• **Dokumentauszug**:
+ + + + + + +
Der Kurzfilm „Umzingelt“ soll aus nicht verwendeten Szenen entstanden sein. Im Ergebnis handelt es sich um eine Kriegsepisode mit dem Panzerfahrer in der Hauptrolle, der auch in „White Tiger“ die erste Geige spielt. Hier muss er sich verletzt durch feindliche Linien schlagen, um zu überleben.
Zwei Trailer zum Hauptfilm sind auf der Bluray ebenfalls enthalten.
+ + + + + + +
• **Aufgabenstellung**:
Prüfen Sie für jede der Aussagen (a) bis (c), ob sie mit dem Dokumentauszug übereinstimmt. Antworten Sie jeweils mit Ja oder Nein und zitieren Sie die entscheidenden Worte wörtlich.
(a) Der Kurzfilm „Umzingelt“ soll aus nicht verwendeten Szenen entstanden sein.
(b) In „Umzingelt“ spielt ein Pilot die Hauptrolle.
(c) Auf der Bluray ist ein einzelner Trailer zum Hauptfilm enthalten.

• **Datenauszug**:
+ + + + + + +
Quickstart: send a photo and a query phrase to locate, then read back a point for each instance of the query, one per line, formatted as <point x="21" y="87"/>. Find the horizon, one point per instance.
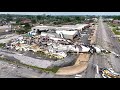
+ + + + + + +
• **Übungsergebnis**:
(a) Ja: „soll aus nicht verwendeten Szenen entstanden sein“
(b) Nein: „mit dem Panzerfahrer in der Hauptrolle“
(c) Nein: „Zwei Trailer zum Hauptfilm sind auf der Bluray ebenfalls enthalten“